____ Metin Parçası

1) Bir kısım meallerde kısa da olsa hiçbir açıklama yapılmamış (çıplak meal), hatta bazısında lışılmamış bir dil, bazısında ağır ve kapalı bir üslûp kullanılmıştır. Böylece Allah’ın murâdını anlamak, büyük oranda güçleşmiştir. Bu sebeple birçok kimse okuduğu mealleri anlamamış veya şer’î ilimleri ve Hz. Peygamber’i devreden çıkarmış, ilimsiz Alim kesilmiştir.

2) Kimi çalışmalarda, açıklamaların çoğunun dipnot hâlinde oluşu araştırmacıların dışında istifadeyi azaltmıştır.

3) Bazı meallerde âyetler, kelime karşılığı olan mânalarından ziyade, esnek bir anlatım şeklinde tercüme edilmiştir.

4) Son zamanlarda yayımlanan bazı meallerde, teknik bakımdan uygun bir yol tutulmuşsa da, bir kısım âyetlere, bugün henüz kesinlik kazanmamış, hatta tenkit edilip ilmen çürütülmüş fikirlerle yorum getirilmiştir. Oysa bunu Allah’ın kudretiyle bağdaştırmak imkansızdır. Bu tür fikirlere, sınırlı sayıda kişiler çağdaşlık adına iltifat etse bile, yine de onlar Kur’ân’ın hükümlerinin bütününe (yanlış bilgilendirildiklerinin dışında) iltifat etmeyeceklerdir. Aynı zamanda bu yorum ve ifade şekilleri, inananları şüpheye düşürmekten başka bir işe yaramayacaktır.

________
____ Alıştırma Malzemesi

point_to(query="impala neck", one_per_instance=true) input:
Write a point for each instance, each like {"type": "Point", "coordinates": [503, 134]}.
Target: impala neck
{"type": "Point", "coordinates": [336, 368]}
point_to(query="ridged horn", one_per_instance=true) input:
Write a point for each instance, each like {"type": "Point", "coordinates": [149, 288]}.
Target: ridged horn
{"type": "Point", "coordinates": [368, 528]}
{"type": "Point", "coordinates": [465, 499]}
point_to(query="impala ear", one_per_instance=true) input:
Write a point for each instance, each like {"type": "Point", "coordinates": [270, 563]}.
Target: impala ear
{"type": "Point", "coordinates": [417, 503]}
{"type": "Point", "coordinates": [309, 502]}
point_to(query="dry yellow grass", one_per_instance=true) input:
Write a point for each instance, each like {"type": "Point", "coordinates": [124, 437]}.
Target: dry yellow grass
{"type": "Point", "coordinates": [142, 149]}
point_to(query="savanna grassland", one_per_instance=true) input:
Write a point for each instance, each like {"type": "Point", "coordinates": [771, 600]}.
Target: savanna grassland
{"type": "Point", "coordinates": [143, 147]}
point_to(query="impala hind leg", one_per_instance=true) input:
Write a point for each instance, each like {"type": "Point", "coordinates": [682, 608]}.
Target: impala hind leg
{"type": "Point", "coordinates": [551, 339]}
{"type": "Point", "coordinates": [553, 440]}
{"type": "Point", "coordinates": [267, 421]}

________
____ Alıştırma Malzemesi

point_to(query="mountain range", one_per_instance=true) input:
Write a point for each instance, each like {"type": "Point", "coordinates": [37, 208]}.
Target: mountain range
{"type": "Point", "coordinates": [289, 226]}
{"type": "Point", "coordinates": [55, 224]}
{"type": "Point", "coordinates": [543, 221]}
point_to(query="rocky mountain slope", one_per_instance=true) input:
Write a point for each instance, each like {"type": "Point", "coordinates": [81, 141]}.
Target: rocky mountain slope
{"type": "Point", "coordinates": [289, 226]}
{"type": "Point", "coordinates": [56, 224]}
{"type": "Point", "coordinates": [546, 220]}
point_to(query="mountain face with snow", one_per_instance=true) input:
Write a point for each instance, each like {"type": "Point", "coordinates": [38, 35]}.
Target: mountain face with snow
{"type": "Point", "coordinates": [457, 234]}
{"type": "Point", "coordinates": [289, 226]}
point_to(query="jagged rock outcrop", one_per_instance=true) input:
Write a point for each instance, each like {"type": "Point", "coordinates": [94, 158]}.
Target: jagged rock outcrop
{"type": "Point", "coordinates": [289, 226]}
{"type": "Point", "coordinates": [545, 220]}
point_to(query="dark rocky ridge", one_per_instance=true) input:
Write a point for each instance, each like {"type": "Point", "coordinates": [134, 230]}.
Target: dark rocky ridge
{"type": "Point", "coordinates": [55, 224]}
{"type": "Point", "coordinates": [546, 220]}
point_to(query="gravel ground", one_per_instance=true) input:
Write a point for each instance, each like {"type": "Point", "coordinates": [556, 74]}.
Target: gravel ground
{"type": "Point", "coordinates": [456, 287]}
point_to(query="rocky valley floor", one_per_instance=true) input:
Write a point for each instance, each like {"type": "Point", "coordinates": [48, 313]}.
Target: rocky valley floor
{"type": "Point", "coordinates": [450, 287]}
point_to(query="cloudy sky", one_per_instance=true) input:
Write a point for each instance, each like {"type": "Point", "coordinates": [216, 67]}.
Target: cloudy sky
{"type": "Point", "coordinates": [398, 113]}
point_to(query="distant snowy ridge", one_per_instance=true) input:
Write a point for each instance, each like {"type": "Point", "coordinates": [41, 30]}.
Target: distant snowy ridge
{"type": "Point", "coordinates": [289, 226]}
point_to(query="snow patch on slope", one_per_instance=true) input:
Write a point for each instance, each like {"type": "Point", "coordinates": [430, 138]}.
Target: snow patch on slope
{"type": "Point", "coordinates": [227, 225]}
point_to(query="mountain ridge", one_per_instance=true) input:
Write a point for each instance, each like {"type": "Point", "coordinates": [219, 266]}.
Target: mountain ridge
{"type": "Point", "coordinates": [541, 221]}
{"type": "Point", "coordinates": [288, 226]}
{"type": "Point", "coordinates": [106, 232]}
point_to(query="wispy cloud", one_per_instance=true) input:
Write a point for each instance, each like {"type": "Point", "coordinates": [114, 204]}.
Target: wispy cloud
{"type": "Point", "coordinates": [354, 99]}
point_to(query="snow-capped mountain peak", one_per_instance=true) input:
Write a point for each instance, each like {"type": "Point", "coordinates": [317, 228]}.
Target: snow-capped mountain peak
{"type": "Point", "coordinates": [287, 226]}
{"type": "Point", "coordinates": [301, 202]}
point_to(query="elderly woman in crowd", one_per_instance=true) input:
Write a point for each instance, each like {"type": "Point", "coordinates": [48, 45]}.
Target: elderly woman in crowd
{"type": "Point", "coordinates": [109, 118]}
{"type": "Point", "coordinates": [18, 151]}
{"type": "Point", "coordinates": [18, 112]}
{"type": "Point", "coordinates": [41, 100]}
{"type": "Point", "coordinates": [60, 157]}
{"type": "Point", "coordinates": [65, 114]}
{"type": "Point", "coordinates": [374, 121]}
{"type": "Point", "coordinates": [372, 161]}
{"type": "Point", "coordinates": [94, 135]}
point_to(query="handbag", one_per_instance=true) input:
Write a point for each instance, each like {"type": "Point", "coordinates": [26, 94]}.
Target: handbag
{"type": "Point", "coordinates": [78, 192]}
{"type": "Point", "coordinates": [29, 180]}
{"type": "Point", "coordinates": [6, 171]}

________

[Çözülecek Görevler]
(a) Kayıtlarda "capped" dizesini içeren bütün satırları listele; büyük ve küçük harf ayrımı önemlidir.
(b) Kur'ân meallerindeki eksiklikleri sıralayan metnin devamını yaz.
Kayıtların metinle hiçbir ilgisi yoktur.

[Yanıtlar Aşağıda]
(a)
point_to(query="snow-capped mountain peak", one_per_instance=true) input:
Target: snow-capped mountain peak

(b)
5) Pek çok mealde ise çağın mânevî hastalıklarına ait açıklamalara yer verilmemiştir.

Bütün bunları göz önünde tutarak, çalışmamı aşağıdaki esaslar dâhilinde yürütmüş bulunuyorum:

1) Âyetlerde, kelimelerin âyet içindeki anlamına göre, Türkçe karşılığı verilmiş olup kelimenin ihtivâ ettiği diğer anlam parantez içine yazılmış, bunun için ayrıca lügatçe koymaya lüzum görülmemiştir.

2) Parantez içine yazılmış ifadeler hâriç tutularak okunduğunda âyet-i kerîmelerin, kelime kelime mealinin ortaya çıkması sağlanmaya çalışılmış, bununla birlikte, mealin hem parantez dışı hem de parantez içi kısımlarının birlikte okunmasının uygun olacağı fikri esas alınmıştır.

3) Böylelikle âyetlerin kelime anlamı lügate fazla ihtiyaç duymadan parantez dışından takip edilecek, parantez içlerindeki açıklamalarla da bir tefsire ihtiyaç duyulmadan, öz olarak anlaşılacaktır.

4) Âyetlerin tercümelerinin, gramer kâidelerine uygun olarak yapılmasına da dikkat edilmiştir. Yerine göre, zamirlerin mercîleri, tekil kelimelere ifade gereği olarak ilâve edilen çoğul ekleri ve bazı yardımcı kelimeler parantez içine yazılmıştır.

5) Âyetlerdeki mânanın açıklığa kavuşması için yer yer sebeb-i nüzûlüne (iniş sebebine), ihtivâ ettiği mesaja ve delâlet ettiği mânaya uygun gerekli fıkhî, itikâdî ve tarihî açıklamalar yapılmıştır. Her seviyedeki insan bunları rahatlıkla anlayacak ve anlatacaktır.

6) İki türlü mâna taşıma ihtimali bulunan ve müfessirlerin de, her iki mânaya delâletinden vazgeçmedikleri âyetlerde, kesinliğe daha yakın olan mânaya metinde yer verilmiş, diğerine ise dipnotta işaret edilmiştir.

7) Kıraat farklılıklarının mânaya tesirine yer yer işaret edilmiştir.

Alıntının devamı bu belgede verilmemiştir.